Begin Data for processing

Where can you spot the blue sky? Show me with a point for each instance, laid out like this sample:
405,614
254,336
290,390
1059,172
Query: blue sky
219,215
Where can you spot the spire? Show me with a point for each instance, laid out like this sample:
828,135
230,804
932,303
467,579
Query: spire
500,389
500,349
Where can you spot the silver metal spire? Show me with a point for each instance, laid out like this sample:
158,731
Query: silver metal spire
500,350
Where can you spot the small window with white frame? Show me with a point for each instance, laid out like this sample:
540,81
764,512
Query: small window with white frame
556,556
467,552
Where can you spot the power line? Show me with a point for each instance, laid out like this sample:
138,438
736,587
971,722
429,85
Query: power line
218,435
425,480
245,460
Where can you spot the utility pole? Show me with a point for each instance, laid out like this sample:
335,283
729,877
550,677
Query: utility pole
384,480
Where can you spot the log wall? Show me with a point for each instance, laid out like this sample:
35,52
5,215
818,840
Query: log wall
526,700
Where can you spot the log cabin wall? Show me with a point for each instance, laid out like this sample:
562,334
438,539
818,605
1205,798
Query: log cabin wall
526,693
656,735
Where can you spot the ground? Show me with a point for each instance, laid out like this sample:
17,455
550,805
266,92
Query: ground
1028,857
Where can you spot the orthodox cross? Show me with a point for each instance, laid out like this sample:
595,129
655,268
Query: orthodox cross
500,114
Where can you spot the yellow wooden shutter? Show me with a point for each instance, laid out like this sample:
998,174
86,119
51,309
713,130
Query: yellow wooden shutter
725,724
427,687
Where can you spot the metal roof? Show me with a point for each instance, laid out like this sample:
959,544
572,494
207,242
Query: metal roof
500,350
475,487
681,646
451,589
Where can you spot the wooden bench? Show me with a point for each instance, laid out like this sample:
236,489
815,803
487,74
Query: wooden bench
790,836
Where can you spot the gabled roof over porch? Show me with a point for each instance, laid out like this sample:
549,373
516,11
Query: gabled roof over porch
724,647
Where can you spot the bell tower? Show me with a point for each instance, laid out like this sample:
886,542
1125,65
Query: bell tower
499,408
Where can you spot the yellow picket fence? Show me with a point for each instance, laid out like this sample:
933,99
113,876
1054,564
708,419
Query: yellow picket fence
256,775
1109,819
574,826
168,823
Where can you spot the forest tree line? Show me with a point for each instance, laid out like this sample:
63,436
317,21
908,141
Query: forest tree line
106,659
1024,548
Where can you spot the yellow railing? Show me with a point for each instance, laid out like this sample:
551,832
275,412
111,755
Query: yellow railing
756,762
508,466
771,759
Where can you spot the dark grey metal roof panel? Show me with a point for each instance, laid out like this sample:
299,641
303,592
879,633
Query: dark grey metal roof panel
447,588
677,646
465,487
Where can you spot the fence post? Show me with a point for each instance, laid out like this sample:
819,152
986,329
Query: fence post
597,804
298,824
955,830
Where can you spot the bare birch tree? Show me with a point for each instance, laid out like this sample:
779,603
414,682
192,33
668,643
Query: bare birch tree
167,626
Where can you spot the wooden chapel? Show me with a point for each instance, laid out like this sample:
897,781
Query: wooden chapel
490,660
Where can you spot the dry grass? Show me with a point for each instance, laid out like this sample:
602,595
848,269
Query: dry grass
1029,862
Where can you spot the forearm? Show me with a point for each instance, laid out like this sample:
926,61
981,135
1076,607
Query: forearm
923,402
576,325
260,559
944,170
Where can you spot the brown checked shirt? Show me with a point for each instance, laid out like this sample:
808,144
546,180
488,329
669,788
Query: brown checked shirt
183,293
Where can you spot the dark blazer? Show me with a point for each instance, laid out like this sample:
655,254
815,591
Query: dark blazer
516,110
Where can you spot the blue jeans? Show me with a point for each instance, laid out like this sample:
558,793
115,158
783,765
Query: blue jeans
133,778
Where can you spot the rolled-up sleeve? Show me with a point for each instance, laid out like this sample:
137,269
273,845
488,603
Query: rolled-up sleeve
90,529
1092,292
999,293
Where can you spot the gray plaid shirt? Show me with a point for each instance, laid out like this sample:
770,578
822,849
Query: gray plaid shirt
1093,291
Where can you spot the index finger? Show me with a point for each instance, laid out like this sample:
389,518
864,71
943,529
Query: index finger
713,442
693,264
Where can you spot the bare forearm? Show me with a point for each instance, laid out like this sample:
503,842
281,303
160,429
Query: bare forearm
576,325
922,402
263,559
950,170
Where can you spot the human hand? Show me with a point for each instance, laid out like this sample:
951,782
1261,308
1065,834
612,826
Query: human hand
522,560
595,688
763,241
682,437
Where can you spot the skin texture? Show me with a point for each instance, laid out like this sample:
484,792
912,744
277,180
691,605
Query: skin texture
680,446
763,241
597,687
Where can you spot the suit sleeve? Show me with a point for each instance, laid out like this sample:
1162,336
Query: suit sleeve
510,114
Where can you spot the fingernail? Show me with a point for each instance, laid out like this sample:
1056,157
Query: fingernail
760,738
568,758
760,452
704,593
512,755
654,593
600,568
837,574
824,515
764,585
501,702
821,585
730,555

End Data for processing

(Your goal) Extract the data exactly as given.

(Solution to this task)
Where can you spot the blue sky? Show me with a point for each instance, laid out like this sample:
405,614
254,336
290,390
1059,172
Query: blue sky
219,215
Where can you spot the spire? Show me with a point for each instance, laid out like this sample:
828,135
230,804
932,303
467,579
Query: spire
500,389
500,349
Where can you spot the silver metal spire? Show me with a point for each instance, laid out like this sample:
158,731
Query: silver metal spire
500,350
Where can you spot the small window with white frame? Show me with a point for each instance, laid out like this sample:
540,81
764,512
Query: small window with white frame
556,556
467,552
Where can you spot the power line? Show me with a point for each instance, laid out like this sample:
138,438
736,587
971,722
429,85
Query: power line
218,435
425,480
245,460
Where can you spot the utility pole? Show me with a point for each instance, laid out like this sample:
335,283
729,877
550,677
Query: utility pole
384,480
Where can you spot the log wall? Show me with a point for each instance, laid out like this sample:
35,52
5,215
818,840
Query: log wall
526,700
Where can you spot the log cabin wall? Show me with a point for each instance, laid out like this sample:
562,334
438,539
818,605
1205,798
Query: log cabin wall
526,693
656,735
Where can you spot the ground? Show me with a point for each instance, laid out like this sample:
17,455
550,805
266,92
Query: ground
1028,857
Where can you spot the orthodox cross? Show me with a point for each instance, laid out like this sample:
595,129
655,268
Query: orthodox cross
500,114
Where can you spot the yellow wooden shutter? Show me with a point for each instance, laid out like this sample:
998,174
86,119
51,309
713,130
Query: yellow wooden shutter
725,724
427,687
Where can you spot the metal roof? Show me with a point for each instance, laid out like this sample:
959,544
572,494
207,242
Query: metal roof
500,350
475,487
681,646
451,589
Where can you spot the wooden bench? Show me with a point for each instance, laid out like this sample:
236,489
815,803
487,74
Query: wooden bench
790,836
Where can you spot the gabled roof over porch? Show me with a point for each instance, laid out like this sample:
549,373
516,11
Query: gabled roof over porch
724,647
Where can you spot the bell tower? Show me with a point for each instance, laid out like this sample:
886,542
1125,65
Query: bell tower
499,408
Where can you spot the yellow picket fence? Show me with a point for each instance, laid out like this sample:
933,99
113,876
1054,564
708,419
Query: yellow picket fence
256,775
1109,819
574,826
168,823
Where can you spot the forest tree line? Show me with a point for each instance, laid out like this sample:
63,436
317,21
908,141
Query: forest tree line
106,659
1024,548
Where can you spot the yellow railing? Show me with a point for each instance, laid out like this sample:
551,832
275,412
111,755
Query: yellow railing
756,762
508,466
771,759
Where can you spot the dark grey metal roof panel? Show me with a point for each instance, laid out like this sample:
299,641
303,592
879,633
Query: dark grey metal roof panel
447,588
677,646
465,487
Where can you spot the fence post? Show me with a point for each instance, laid out like this sample:
819,152
986,329
Query: fence post
597,804
298,824
955,830
Where can you spot the bare birch tree? Show me with a point for each instance, laid out like this sample:
779,603
414,682
192,33
668,643
Query: bare birch tree
167,626
Where can you spot the wooden chapel? Show me with a point for each instance, laid out like this sample:
897,781
Query: wooden chapel
490,660
Where can you spot the dry grass? Show me with a point for each instance, laid out like this sample:
602,595
848,269
Query: dry grass
1029,862
Where can you spot the forearm? Show me with a point for each instance, laid out like this sample:
926,61
981,135
1076,607
Query: forearm
923,402
576,325
260,559
944,170
Where can you spot the brown checked shirt? Show me with a point for each instance, laid out like this sample:
808,144
546,180
488,329
669,788
Query: brown checked shirt
183,293
Where can you spot the dark blazer? Show me with a point for each instance, laid out like this sample:
655,254
815,591
Query: dark blazer
516,110
Where can you spot the blue jeans? Show me with a point for each instance, laid out like this sample:
558,793
115,158
783,765
Query: blue jeans
133,778
Where can you spot the rolled-up sleeve? Show me with a point for each instance, laid out like this sample:
137,269
273,845
488,603
Query: rolled-up sleeve
90,529
1092,292
999,293
Where can you spot the gray plaid shirt? Show me with a point for each instance, laid out like this sample:
770,578
822,849
Query: gray plaid shirt
1093,291
Where can you spot the index finger? Show me with a point for each instance, laid out like this sample:
389,518
864,71
943,529
Query: index finger
713,442
693,264
Where can you spot the bare forearm? Show me with a point for each instance, laid out like this sample:
503,842
281,303
160,429
Query: bare forearm
576,325
922,402
263,559
950,170
Where can you spot the human hand? Show me with a point for each instance, laid out like this sample:
951,782
1261,308
1065,834
612,826
Query: human hand
522,560
595,688
763,241
682,437
Where can you spot the skin texture? Show me with a point for each instance, laid out like this sample:
484,792
912,744
277,180
691,605
Query: skin texture
680,446
763,241
597,687
Where can you spot the suit sleeve? Show me with a point for each instance, laid out like this sample:
1162,336
Query: suit sleeve
510,114
Where can you spot the fingernail? Show me with a point for each instance, laid out like this sample:
1056,157
Query: fingernail
760,738
568,758
760,452
704,593
512,755
654,593
600,568
837,574
824,515
764,585
501,702
821,585
730,555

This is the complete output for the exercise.